> [Records for this task]:
..............................

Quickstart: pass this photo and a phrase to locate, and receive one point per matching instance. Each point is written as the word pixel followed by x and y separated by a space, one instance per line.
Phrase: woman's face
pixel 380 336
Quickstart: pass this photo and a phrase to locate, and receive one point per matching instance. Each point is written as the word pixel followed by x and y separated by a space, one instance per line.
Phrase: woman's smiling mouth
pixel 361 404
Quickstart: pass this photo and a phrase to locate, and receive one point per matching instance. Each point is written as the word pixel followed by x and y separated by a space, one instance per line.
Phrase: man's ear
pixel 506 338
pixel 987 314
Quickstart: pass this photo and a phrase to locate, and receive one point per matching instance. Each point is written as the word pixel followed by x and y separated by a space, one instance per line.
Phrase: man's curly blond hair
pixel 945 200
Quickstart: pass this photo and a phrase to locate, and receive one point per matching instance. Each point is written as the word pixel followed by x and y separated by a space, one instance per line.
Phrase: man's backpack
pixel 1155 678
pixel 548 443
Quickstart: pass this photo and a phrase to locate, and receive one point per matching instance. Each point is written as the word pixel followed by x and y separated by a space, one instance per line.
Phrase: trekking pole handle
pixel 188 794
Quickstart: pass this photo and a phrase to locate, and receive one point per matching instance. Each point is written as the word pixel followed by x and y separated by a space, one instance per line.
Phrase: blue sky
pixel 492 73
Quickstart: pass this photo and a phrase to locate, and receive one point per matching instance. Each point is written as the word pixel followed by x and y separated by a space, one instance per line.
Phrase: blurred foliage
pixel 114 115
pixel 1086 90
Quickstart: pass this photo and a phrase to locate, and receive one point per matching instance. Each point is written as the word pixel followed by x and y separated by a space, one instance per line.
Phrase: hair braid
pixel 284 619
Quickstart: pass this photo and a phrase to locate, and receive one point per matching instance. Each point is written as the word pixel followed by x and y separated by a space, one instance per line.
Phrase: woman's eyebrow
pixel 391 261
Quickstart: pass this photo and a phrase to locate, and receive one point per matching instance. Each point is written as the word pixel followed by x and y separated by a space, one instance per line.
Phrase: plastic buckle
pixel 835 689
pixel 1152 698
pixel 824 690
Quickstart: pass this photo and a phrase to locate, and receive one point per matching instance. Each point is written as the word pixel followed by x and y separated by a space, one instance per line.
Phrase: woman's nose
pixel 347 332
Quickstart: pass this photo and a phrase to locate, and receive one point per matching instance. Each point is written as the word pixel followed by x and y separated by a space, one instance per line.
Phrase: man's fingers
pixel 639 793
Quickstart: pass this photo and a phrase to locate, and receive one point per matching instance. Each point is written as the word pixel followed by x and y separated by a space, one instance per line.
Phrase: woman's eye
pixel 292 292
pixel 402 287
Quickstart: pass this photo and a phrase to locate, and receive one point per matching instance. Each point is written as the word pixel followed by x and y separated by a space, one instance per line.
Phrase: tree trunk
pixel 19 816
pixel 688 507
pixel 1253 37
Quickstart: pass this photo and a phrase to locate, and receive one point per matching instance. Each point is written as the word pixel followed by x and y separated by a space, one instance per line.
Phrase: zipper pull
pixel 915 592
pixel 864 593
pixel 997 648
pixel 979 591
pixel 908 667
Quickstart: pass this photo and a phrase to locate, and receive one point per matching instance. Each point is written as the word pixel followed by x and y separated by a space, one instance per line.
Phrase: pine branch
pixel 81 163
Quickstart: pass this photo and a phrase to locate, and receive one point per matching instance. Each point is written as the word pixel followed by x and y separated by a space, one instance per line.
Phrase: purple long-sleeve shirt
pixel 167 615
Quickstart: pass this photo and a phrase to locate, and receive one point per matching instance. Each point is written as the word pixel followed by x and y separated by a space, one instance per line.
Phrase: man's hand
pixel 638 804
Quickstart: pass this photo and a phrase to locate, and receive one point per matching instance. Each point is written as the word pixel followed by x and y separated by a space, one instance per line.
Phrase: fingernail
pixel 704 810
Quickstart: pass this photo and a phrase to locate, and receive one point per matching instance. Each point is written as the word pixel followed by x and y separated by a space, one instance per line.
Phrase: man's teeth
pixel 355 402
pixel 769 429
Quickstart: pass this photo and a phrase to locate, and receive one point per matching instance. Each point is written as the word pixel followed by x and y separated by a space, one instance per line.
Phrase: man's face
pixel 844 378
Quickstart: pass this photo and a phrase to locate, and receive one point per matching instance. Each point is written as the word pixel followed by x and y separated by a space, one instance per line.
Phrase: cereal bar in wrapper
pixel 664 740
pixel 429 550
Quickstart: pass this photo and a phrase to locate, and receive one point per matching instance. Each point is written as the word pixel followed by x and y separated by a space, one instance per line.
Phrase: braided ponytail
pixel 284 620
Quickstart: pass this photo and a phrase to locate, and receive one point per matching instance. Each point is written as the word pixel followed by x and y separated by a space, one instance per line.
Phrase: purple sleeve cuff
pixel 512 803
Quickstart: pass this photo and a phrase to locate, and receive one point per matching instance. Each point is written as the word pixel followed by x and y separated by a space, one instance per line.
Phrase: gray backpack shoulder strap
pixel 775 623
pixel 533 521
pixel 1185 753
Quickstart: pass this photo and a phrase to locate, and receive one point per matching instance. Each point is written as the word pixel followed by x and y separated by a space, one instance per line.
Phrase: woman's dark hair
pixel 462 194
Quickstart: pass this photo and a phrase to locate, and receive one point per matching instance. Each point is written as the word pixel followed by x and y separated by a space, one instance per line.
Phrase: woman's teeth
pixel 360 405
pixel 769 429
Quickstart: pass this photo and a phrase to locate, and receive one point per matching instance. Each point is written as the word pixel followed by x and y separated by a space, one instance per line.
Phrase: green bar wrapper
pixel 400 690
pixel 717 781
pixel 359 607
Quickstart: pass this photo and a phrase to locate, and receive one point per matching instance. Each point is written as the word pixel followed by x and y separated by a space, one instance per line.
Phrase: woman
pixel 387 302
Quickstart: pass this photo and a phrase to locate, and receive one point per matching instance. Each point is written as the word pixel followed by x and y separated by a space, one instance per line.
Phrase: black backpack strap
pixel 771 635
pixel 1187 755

..............................

Edit the material above so that each "Quickstart" becomes "Usage", changing nothing else, and write it out in full.

> [Solution for this exercise]:
Usage: pass this photo and a phrase to locate, and receive one point per matching instance. Each point is written as the word pixel followed by x and y separated by a space, one instance per line.
Phrase: woman's face
pixel 380 336
Usage: pass this photo and a phrase to locate, and receive one point per matching instance. Each point is written as the word pixel followed by x and y separated by a space, one instance per line.
Phrase: woman's smiling mouth
pixel 361 404
Usage: pass this photo and a phrase to locate, and receive one point per matching instance. Each point is written as the word pixel followed by x and y separated by a space, one instance per line.
Phrase: man's ear
pixel 506 338
pixel 987 314
Usage: pass this photo and a phrase to locate, and receive one point per matching instance. Each point is written as the word pixel followed by x and y separated by a space, one instance per line.
Phrase: man's curly blond hair
pixel 945 200
Usage: pass this photo and a phrase to locate, and receive one point per matching instance. Each point is written as the word pixel followed by x and y separated by a space, one instance per line.
Phrase: man's backpack
pixel 1155 678
pixel 548 443
Usage: pass this photo and a phrase to locate, and receive one point per matching instance. Each point is written as the word pixel followed by x and y separated by a space, one instance per line.
Phrase: trekking pole handle
pixel 188 794
Usage: pass this photo and a phrase to locate, and receive one point per matching instance. Each point is written as the word pixel followed by x and y separated by a space, one instance per line.
Phrase: blue sky
pixel 492 73
Usage: pass this photo and a phrase to locate, and receive one point per matching instance. Each point is written as the word pixel followed by x and y separated by a space, one instance per line.
Phrase: blurred foliage
pixel 114 115
pixel 1086 90
Usage: pass this photo and a phrase to locate, and receive one point per matching instance. Each point is written as the word pixel followed by x and y separated by a space, one instance per line.
Phrase: hair braid
pixel 284 619
Usage: pass this photo and a phrase to locate, and receive one point per matching instance. Each point is written as the word pixel followed by x and y separated by a space, one instance per line.
Phrase: woman's eyebrow
pixel 391 261
Usage: pass this photo and a phrase to locate, and receive one point per matching instance. Each point is written as the word pixel followed by x and y separated by a space, one instance per line.
Phrase: plastic buckle
pixel 835 689
pixel 1152 698
pixel 824 690
Usage: pass this photo and a phrase to locate, and receive one point per matching instance. Each point is written as the word pixel followed by x and y separated by a space, one instance per line.
Phrase: woman's nose
pixel 347 332
Usage: pass this photo and a phrase to locate, and receive one point per matching instance. Each point is written as the word pixel followed by x and y separated by a space, one instance per line.
Phrase: man's fingers
pixel 639 793
Usage: pass this photo and a phrase to locate, and receive one point per matching instance. Each point is written as the word pixel followed by x and y separated by a space, one instance per line.
Phrase: woman's eye
pixel 292 292
pixel 402 287
Usage: pass this photo and a phrase to locate, and receive one point per matching instance. Each point is written as the word pixel followed by x and y separated by a space, one instance per line.
Phrase: tree trunk
pixel 19 816
pixel 688 507
pixel 1253 37
Usage: pass this photo and a phrase to locate, and receive one point per matching instance. Each point is written as the word pixel followed by x and y separated by a space, one instance per line.
Phrase: zipper pull
pixel 915 592
pixel 864 593
pixel 997 648
pixel 979 591
pixel 908 667
Usage: pass this photo and a phrase to locate, and receive one point per matching instance. Each point is written as the word pixel followed by x and y separated by a space, one instance per line.
Phrase: pine branch
pixel 81 163
Usage: pass this photo and a phrase to locate, and receive one point per matching instance. Each point is written as the word pixel followed by x and y separated by a space, one instance per line.
Phrase: purple long-sleeve shirt
pixel 167 615
Usage: pass this photo and a phrase to locate, and receive one point per matching instance. Each point is written as the word pixel followed by x and y separated by a space, one instance per line.
Phrase: man's hand
pixel 638 804
Usage: pass this photo and a phrase to locate, and receive one point per matching instance. Each point is written as the word pixel followed by x and y separated by a space, one instance per line.
Phrase: fingernail
pixel 704 810
Usage: pass this photo and a phrase to locate, and receive one point per matching instance. Each point is written as the word pixel followed by x and y separated by a space, one instance per line.
Phrase: man's teeth
pixel 355 402
pixel 769 429
Usage: pass this photo and a phrase to locate, and receive one point per matching instance. Each point is written as the word pixel followed by x and y separated by a space, one instance per line.
Phrase: man's face
pixel 844 378
Usage: pass this photo and a phrase to locate, and receive one point per matching instance. Each point is written as the word pixel followed by x and y separated by a space, one instance per line.
Phrase: cereal bar in wrapper
pixel 664 740
pixel 429 550
Usage: pass this photo and a phrase to locate, and receive one point per matching instance. Each point is written as the word pixel followed by x and y separated by a space, one instance per line.
Phrase: braided ponytail
pixel 284 620
Usage: pass this photo and a phrase to locate, and receive one point per matching instance. Each point is written as the word pixel followed by x and y separated by a space, one instance per line.
Phrase: purple sleeve cuff
pixel 512 803
Usage: pass this photo and a phrase to locate, and receive one point per matching instance. Each point is written as the word pixel followed by x and y separated by a space, one instance per line.
Phrase: gray backpack shoulder strap
pixel 775 623
pixel 533 521
pixel 1185 753
Usage: pass this photo and a phrase to locate, and receive one point per matching instance. Each point is written as the word pixel followed by x and y separated by a space, one instance per line.
Phrase: woman's dark hair
pixel 462 194
Usage: pass this photo and a phrase to locate, and receive one point per matching instance. Each point is written as the word pixel followed by x and y separated by a space, one instance per line.
Phrase: woman's teeth
pixel 360 405
pixel 769 429
Usage: pass this photo and a phrase to locate, and receive one point per matching instance. Each point is written as the word pixel followed by x and y separated by a space, one instance per line.
Phrase: green bar wrapper
pixel 400 690
pixel 717 781
pixel 359 607
Usage: pass this photo and a phrase to locate, and receive one point per matching instance. Each point is written as the word pixel followed by x and y separated by a space, one instance per line.
Phrase: woman
pixel 387 302
Usage: pass this photo and a phrase to locate, and receive one point per matching instance. Each point is written as the word pixel followed by x and y separated by a space, one instance per line.
Phrase: black backpack strap
pixel 771 635
pixel 1187 755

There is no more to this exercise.